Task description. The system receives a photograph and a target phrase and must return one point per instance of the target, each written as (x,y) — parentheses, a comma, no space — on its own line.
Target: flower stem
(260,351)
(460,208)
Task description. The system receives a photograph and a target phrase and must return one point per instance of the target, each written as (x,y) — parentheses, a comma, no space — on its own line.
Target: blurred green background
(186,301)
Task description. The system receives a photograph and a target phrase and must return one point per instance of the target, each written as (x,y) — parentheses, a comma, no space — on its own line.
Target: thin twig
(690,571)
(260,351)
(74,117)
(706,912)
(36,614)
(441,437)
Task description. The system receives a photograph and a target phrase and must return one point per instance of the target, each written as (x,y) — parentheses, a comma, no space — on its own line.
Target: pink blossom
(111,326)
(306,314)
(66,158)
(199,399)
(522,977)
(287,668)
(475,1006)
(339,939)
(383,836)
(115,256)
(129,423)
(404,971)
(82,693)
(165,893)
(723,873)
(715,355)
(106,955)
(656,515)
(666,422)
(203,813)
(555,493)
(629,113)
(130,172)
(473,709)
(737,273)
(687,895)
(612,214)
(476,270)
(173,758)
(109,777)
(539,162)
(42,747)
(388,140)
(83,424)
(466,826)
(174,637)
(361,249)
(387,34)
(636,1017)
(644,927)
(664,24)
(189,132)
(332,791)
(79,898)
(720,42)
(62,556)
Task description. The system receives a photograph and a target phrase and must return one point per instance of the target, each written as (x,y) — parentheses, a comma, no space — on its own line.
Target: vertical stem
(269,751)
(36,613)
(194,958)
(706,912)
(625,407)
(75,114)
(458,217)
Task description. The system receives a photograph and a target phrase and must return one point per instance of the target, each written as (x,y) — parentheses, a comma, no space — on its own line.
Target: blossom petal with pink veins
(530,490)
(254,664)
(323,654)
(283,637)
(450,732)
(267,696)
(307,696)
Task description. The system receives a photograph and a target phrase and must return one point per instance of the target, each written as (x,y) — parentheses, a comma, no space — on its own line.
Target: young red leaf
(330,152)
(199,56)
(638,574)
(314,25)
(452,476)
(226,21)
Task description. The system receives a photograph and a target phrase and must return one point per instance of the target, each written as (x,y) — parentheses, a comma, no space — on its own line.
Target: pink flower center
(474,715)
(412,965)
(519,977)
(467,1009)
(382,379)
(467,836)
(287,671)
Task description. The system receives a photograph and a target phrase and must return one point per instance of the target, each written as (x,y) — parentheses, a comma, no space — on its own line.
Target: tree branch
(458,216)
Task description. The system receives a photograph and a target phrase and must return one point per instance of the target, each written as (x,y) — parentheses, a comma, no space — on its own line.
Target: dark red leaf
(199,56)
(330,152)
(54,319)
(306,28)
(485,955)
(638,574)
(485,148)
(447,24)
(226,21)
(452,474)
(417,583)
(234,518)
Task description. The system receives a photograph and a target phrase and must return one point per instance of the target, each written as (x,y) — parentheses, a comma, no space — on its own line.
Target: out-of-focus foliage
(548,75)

→ Challenge
Return the listing above in its exact form.

→ The result
Task description. The system receives a photograph and a target phrase and must return one point per instance of the target, each written as (x,y) — parentheses, a comma, no space — on its own line.
Target: flower stem
(260,351)
(460,208)
Task description. The system receives a photograph and a target phrase and must return one point per instance of the target, each written as (x,y) — parentheses, a comma, no space — on its own line.
Target: blurred green background
(186,301)
Task description. The system receives a photograph and a target phrase and must return one point per instance of the target, each written as (x,y) — parentheses, a comma, no space — on its own line.
Target: thin twig
(690,571)
(260,351)
(74,117)
(706,912)
(36,614)
(441,437)
Task description. The system receives a photograph and a target phrase and must return one point per instance of the target, each written as (x,y) — parentheses, a comma, no space — on its own line.
Target: pink blossom
(111,326)
(306,314)
(66,158)
(199,399)
(522,977)
(287,668)
(475,1006)
(339,939)
(383,836)
(115,256)
(129,423)
(404,971)
(82,693)
(165,893)
(723,873)
(715,355)
(106,955)
(656,515)
(666,422)
(203,813)
(555,493)
(629,113)
(130,172)
(473,709)
(737,273)
(687,895)
(612,214)
(476,270)
(173,758)
(109,777)
(539,162)
(42,747)
(388,140)
(83,424)
(466,826)
(174,637)
(361,249)
(387,34)
(636,1017)
(644,927)
(664,24)
(189,132)
(332,791)
(79,898)
(720,42)
(62,556)
Task description. The system receives a photograph and a target phrase and must return one point per instance of the target, each written as (x,y) — parentheses, a comma, no space — on its own line.
Target: vertical stem
(269,751)
(36,613)
(194,958)
(706,912)
(625,407)
(75,114)
(458,217)
Task description. The system receives a photograph and a target phrase and must return one point per instance of the target, each written as (x,y) — parentheses, a comma, no space — on its own line.
Target: blossom petal with pink veins
(530,490)
(254,664)
(323,654)
(283,637)
(450,732)
(267,696)
(307,696)
Task description. The system receives a photograph and a target phrase and must return one point per instance of the target, each written as (x,y) — parentheses, a comma, no space — on its own line.
Target: young red leaf
(330,152)
(199,56)
(638,574)
(314,25)
(452,476)
(226,21)
Task description. The system receives a photograph and a target phrase and must return one point per instance of the target, each written as (x,y) — parentheses, a comma, no space — on its own line.
Target: pink flower center
(474,715)
(412,965)
(519,977)
(467,1009)
(382,379)
(467,836)
(287,671)
Task description. The system receives a photograph and a target phrase and must return one point per instance of the target, each written as (x,y) — parentheses, a comma, no space — on its own line.
Target: tree branch
(458,216)
Task description. The system receives a photograph and a target phrase and must return one point per instance of the target, each written as (x,y) — parentheses, a comma, no space — on its own line.
Target: dark red leaf
(199,56)
(330,152)
(54,319)
(306,28)
(485,955)
(638,574)
(485,148)
(447,24)
(226,21)
(452,474)
(417,583)
(234,518)
Task description. The system receives a photograph and a target phrase and must return one point per instance of the target, each written as (x,y) — parentheses, a comma, no space — on its own line.
Target: out-of-focus foliage
(548,75)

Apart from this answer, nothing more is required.